GIVEN RECORDS:
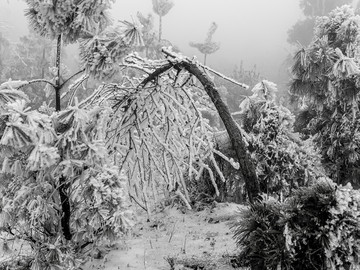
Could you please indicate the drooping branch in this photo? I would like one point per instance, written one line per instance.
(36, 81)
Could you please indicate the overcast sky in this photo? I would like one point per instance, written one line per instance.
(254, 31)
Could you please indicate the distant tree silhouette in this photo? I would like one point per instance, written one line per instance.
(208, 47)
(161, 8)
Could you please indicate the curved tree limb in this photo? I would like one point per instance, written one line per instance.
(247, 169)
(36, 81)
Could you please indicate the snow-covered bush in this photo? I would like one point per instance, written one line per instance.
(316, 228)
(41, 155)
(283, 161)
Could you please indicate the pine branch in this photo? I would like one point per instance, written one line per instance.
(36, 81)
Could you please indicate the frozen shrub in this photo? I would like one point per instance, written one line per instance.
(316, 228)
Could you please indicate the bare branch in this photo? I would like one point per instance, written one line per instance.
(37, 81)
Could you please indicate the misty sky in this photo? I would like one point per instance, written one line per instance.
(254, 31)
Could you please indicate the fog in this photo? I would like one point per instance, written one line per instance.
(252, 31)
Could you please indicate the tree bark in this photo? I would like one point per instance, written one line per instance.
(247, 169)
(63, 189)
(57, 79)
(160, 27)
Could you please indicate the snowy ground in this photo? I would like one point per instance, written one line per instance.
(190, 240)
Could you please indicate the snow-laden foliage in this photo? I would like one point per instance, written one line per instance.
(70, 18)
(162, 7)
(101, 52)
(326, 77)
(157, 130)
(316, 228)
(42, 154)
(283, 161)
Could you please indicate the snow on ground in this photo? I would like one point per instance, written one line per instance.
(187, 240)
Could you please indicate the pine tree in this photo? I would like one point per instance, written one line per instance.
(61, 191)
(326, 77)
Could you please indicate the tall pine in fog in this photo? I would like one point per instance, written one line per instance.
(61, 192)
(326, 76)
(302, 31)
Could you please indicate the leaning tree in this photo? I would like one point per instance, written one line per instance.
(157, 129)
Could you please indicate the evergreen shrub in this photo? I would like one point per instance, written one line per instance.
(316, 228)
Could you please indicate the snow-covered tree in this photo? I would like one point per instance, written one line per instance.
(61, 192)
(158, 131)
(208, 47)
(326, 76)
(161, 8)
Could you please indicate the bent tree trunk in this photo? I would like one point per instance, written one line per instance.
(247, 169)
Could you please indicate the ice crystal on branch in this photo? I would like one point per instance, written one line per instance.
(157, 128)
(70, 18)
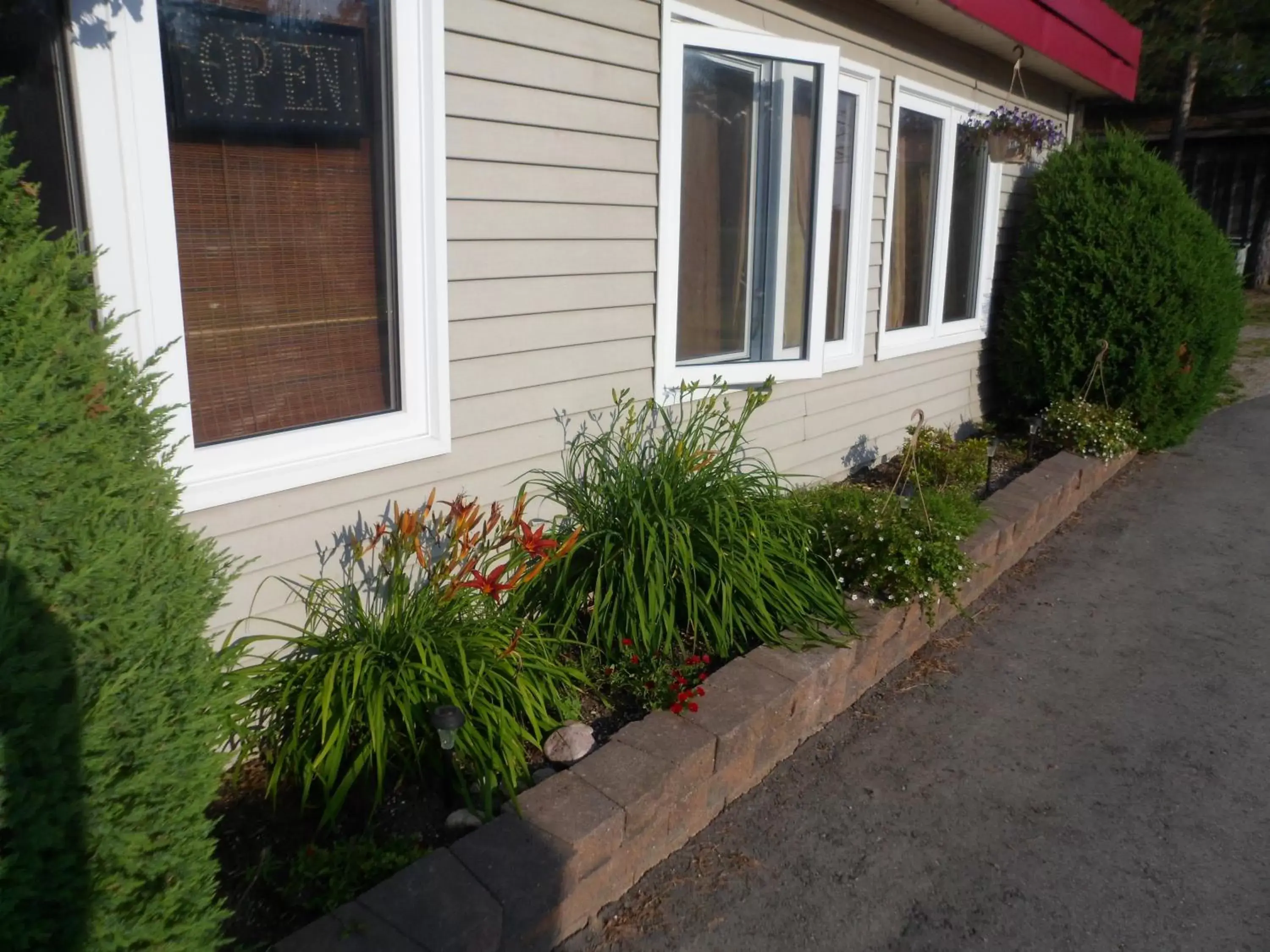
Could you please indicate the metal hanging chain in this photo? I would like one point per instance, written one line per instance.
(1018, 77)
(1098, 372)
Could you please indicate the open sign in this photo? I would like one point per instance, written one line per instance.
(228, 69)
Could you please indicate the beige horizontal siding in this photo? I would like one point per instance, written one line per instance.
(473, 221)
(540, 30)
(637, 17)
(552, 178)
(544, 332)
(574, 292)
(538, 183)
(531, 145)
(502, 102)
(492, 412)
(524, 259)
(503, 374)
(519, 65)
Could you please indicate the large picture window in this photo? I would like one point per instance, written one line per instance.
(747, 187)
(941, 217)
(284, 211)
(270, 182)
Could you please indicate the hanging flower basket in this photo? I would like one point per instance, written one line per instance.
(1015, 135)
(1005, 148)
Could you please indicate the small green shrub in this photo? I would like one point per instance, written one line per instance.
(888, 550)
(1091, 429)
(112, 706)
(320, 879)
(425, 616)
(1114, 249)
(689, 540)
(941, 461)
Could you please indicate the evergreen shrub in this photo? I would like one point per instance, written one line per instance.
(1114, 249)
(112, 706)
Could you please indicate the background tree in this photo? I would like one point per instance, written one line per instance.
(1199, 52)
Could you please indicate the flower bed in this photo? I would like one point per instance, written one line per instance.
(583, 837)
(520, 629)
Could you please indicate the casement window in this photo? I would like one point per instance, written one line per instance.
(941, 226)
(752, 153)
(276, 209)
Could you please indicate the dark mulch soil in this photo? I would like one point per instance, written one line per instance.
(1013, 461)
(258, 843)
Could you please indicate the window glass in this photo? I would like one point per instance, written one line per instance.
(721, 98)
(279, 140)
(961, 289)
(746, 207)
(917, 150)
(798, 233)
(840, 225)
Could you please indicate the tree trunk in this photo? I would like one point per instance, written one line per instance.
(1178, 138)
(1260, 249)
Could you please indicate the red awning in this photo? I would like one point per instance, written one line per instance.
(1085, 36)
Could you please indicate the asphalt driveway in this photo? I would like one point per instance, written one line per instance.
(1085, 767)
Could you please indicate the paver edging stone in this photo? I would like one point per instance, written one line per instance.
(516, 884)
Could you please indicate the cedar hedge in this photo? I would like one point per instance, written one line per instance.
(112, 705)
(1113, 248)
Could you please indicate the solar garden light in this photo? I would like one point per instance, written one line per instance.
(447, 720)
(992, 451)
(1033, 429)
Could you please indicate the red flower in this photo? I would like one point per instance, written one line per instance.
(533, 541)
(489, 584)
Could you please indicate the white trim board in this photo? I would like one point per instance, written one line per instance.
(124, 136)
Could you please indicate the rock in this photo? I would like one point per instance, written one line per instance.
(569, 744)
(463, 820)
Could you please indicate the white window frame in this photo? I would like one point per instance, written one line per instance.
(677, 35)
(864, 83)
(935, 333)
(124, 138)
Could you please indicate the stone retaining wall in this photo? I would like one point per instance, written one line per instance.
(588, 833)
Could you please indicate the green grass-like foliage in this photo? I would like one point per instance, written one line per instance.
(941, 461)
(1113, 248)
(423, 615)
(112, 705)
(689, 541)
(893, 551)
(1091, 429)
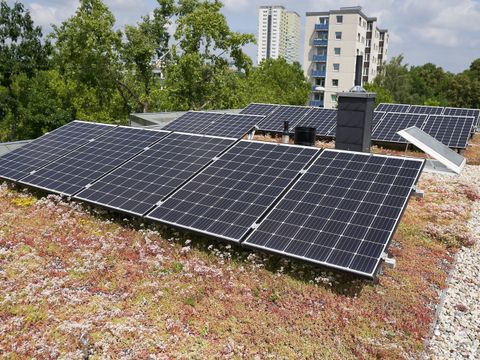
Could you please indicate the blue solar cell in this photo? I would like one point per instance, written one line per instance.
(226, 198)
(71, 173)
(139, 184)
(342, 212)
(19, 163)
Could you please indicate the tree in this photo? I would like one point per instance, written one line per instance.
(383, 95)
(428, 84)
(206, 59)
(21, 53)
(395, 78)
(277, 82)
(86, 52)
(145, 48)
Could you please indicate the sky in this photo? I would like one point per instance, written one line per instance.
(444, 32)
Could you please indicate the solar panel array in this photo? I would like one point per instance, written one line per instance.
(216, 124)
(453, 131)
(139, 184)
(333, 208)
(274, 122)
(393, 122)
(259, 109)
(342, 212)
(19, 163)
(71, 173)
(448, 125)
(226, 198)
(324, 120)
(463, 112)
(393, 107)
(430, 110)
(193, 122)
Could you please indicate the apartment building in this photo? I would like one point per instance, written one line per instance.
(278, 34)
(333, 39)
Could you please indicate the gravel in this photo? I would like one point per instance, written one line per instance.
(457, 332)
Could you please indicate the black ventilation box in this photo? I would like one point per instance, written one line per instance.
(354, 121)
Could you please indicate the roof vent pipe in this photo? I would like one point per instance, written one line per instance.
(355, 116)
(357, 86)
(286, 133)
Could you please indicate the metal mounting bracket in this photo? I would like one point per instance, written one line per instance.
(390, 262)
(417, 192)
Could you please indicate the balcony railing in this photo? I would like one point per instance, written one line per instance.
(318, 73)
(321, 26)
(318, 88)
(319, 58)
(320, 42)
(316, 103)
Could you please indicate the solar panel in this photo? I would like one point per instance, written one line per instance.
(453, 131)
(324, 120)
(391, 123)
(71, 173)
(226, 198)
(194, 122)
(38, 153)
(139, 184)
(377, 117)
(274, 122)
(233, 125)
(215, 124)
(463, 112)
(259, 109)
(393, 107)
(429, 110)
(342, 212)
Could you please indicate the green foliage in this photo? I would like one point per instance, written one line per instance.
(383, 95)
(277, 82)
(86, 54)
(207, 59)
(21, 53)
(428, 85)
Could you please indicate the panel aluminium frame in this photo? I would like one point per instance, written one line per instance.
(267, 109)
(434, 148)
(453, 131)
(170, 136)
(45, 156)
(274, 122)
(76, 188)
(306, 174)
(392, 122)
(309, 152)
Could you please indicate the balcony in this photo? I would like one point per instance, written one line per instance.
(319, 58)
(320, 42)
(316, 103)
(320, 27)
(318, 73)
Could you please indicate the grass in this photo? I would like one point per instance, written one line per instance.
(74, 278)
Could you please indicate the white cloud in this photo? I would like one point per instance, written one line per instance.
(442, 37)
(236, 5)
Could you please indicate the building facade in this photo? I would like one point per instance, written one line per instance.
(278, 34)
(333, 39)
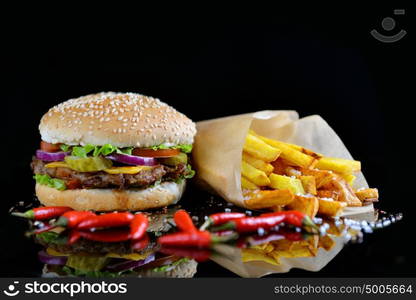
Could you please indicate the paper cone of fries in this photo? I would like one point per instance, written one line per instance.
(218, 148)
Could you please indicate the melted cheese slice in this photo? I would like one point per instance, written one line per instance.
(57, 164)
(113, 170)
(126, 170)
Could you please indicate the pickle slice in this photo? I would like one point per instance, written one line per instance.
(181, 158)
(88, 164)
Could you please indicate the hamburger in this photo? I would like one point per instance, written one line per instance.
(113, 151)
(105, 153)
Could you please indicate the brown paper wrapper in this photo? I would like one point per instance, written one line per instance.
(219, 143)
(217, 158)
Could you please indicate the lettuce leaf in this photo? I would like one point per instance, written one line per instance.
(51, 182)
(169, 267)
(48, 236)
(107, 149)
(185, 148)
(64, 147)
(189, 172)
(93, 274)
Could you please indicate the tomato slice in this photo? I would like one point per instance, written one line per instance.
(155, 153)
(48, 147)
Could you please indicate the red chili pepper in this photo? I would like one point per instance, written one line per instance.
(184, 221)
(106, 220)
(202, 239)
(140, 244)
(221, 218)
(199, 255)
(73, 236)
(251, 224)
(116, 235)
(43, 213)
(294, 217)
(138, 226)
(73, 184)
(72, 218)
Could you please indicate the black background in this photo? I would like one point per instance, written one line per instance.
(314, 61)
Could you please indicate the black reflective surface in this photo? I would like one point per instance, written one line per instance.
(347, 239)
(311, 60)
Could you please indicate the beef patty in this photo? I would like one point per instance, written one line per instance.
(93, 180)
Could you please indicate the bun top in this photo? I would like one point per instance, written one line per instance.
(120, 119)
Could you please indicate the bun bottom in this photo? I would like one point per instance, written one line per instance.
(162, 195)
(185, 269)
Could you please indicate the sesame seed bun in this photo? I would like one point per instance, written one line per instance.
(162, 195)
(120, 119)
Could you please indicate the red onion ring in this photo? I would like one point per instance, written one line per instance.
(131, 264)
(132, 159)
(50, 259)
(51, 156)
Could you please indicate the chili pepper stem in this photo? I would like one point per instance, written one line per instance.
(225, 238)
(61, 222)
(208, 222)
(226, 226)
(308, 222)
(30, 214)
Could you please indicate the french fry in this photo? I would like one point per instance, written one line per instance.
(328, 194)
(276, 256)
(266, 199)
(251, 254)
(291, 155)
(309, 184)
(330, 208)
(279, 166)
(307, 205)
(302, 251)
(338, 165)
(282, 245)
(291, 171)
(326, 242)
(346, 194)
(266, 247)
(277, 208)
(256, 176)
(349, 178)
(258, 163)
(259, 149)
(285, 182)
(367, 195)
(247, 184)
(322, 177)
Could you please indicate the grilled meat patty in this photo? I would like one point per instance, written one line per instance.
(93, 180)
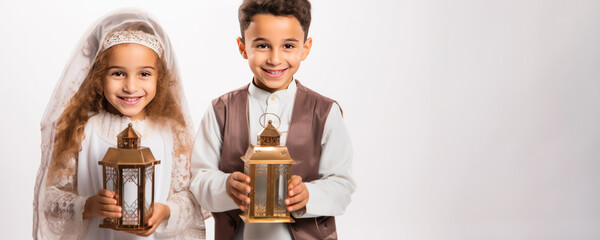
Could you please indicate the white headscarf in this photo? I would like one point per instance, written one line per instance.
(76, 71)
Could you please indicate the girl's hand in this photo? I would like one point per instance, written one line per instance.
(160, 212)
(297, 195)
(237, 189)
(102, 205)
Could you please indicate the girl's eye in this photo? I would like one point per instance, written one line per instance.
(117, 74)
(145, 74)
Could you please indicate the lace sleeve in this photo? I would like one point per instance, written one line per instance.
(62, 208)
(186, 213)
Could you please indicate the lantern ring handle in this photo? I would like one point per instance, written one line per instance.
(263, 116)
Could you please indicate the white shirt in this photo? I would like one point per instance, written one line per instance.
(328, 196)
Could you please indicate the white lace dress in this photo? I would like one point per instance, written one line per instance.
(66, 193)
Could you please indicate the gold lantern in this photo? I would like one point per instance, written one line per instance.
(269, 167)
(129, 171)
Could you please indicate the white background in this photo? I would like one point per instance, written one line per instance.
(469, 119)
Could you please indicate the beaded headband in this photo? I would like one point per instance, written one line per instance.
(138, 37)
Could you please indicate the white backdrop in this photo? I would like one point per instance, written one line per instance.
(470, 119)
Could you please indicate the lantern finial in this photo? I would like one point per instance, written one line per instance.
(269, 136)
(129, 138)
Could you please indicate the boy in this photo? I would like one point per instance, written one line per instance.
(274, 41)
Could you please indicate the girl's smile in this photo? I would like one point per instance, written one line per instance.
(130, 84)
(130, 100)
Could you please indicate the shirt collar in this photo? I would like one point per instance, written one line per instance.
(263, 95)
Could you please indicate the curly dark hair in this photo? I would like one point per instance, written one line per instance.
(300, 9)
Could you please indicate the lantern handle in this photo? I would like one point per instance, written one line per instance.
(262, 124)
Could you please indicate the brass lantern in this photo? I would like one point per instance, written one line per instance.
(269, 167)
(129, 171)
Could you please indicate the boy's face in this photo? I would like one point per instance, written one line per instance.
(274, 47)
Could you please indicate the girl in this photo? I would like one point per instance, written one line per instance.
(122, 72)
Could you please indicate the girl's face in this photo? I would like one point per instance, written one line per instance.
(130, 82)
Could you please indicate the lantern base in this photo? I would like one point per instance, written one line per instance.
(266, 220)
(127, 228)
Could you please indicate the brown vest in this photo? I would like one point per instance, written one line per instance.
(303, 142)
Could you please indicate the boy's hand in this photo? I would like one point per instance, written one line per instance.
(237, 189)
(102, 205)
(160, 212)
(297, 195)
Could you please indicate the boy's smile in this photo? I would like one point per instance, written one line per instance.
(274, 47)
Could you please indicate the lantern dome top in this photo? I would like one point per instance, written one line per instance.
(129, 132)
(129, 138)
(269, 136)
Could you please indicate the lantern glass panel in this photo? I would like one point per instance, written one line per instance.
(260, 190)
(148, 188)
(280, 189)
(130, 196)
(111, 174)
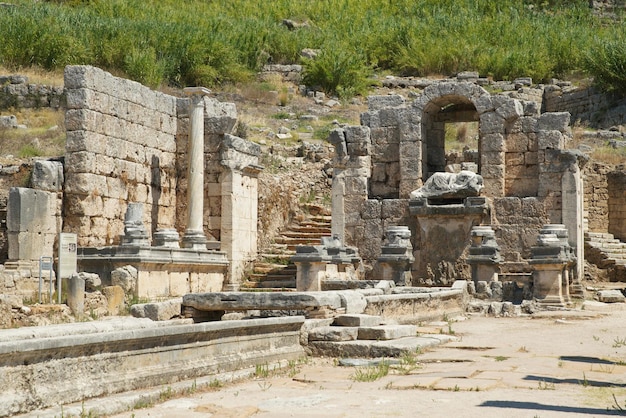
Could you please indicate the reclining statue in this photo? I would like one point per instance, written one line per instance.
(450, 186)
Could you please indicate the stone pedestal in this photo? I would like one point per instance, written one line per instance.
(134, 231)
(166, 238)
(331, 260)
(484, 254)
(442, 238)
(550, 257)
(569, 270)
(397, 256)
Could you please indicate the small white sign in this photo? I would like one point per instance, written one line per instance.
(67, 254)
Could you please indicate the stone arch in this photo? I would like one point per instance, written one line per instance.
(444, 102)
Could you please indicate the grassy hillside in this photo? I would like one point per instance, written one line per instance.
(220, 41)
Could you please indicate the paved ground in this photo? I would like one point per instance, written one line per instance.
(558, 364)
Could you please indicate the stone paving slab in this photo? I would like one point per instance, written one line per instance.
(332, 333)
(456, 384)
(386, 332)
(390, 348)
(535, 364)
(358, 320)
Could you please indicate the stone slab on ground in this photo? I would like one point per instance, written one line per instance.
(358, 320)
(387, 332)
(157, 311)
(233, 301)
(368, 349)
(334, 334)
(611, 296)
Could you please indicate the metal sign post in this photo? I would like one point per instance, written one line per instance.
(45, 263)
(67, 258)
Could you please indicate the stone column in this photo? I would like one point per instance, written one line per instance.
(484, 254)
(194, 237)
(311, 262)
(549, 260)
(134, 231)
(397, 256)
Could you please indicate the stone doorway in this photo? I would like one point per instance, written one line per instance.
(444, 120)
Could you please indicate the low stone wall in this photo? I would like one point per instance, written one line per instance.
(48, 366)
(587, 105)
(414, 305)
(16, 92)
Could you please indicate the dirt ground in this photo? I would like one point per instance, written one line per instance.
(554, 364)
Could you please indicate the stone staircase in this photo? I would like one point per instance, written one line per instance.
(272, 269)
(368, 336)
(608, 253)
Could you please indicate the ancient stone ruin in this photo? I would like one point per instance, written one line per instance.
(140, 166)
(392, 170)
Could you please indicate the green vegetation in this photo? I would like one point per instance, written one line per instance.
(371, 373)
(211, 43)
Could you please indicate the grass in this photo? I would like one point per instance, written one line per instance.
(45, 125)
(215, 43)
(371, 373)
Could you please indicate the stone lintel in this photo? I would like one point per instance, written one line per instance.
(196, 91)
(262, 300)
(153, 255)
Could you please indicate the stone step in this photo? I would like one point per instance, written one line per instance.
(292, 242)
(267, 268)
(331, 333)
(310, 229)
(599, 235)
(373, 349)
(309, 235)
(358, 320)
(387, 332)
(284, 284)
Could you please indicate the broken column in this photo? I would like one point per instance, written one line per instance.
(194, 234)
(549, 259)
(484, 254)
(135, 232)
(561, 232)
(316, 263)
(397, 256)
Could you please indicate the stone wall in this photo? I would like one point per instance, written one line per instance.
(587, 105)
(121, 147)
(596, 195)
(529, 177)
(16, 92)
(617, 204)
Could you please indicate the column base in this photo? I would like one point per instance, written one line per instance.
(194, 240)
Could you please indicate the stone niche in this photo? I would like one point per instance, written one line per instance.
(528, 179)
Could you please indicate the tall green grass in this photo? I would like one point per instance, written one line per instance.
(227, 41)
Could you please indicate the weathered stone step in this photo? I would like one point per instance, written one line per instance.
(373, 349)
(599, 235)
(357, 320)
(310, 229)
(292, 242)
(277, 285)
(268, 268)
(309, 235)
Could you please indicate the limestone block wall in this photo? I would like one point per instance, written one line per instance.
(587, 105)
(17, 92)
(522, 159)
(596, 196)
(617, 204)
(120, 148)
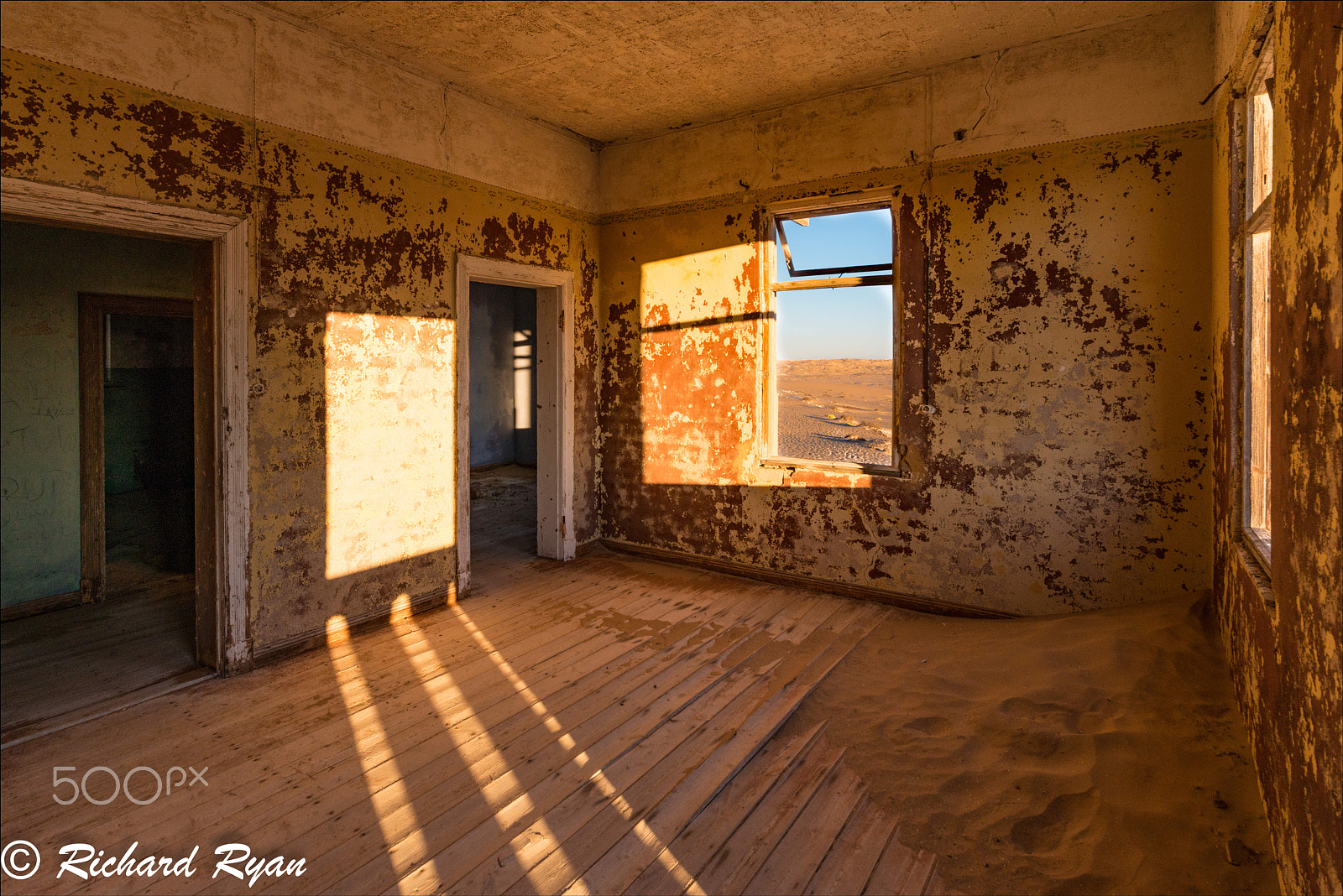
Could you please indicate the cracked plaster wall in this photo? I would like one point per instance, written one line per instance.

ACTION ITEM: Only the lines between the one containing "Could you please indicate the limestone" and the last line of the listing above, both included, should be written out, exactly and without pictures.

ANSWER TO THIS PROBLEM:
Could you please indicate the limestone block wall in this photo? I would like one point per instance, written one line per instance.
(587, 105)
(17, 92)
(522, 159)
(596, 196)
(617, 204)
(120, 148)
Could you please indicate the cracked plaster wall in this photo? I would like one point per instance, written one line per instance.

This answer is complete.